• _Work to be completed_: With nothing added or dropped, copy the data that follows exactly.

• _Stored data entries_:
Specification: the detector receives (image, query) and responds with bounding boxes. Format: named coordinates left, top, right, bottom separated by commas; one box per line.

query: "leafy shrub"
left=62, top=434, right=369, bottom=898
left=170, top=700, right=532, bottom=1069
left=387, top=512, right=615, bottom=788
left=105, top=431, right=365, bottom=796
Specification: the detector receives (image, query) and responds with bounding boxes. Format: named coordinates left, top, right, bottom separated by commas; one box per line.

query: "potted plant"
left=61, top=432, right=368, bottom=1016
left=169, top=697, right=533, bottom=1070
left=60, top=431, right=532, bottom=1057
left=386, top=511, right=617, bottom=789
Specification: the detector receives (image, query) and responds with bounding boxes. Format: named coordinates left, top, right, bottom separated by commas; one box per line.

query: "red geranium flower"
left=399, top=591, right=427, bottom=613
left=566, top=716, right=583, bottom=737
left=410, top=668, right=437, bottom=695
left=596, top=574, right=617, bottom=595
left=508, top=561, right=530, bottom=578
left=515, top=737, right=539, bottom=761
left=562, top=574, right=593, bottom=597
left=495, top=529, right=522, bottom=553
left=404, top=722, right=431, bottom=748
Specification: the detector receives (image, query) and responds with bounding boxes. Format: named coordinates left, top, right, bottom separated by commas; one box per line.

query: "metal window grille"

• _Solution to the exercise_:
Specification: the detector receives (image, query) and responds with bounding boxes. Format: named coordinates left, top, right, bottom separated by commas; one box per line.

query: "leafy shrub"
left=62, top=434, right=369, bottom=898
left=170, top=700, right=532, bottom=1069
left=387, top=512, right=615, bottom=788
left=105, top=431, right=365, bottom=796
Specification: the detector receives (image, query) and responds with bounding boxes. Format: named coordinates left, top, right, bottom separated by commas; one box per line.

query: "potted plant"
left=61, top=432, right=368, bottom=1016
left=169, top=697, right=533, bottom=1070
left=60, top=431, right=532, bottom=1057
left=386, top=511, right=617, bottom=789
Specification: the detector receives (image, query) and responds with bounding boxes. Format: named coordinates left, top, right, bottom separated by commas; one box per line.

query: "red geranium flower"
left=399, top=591, right=427, bottom=613
left=566, top=716, right=583, bottom=737
left=410, top=668, right=437, bottom=695
left=596, top=574, right=617, bottom=595
left=508, top=561, right=530, bottom=578
left=515, top=737, right=539, bottom=761
left=562, top=574, right=593, bottom=597
left=495, top=529, right=522, bottom=553
left=404, top=722, right=431, bottom=748
Specification: the detector receives (image, query) and responds with bounding boxes. Format: named coordinates left, top, right, bottom separated by commas; one box per line.

query: "metal window grille"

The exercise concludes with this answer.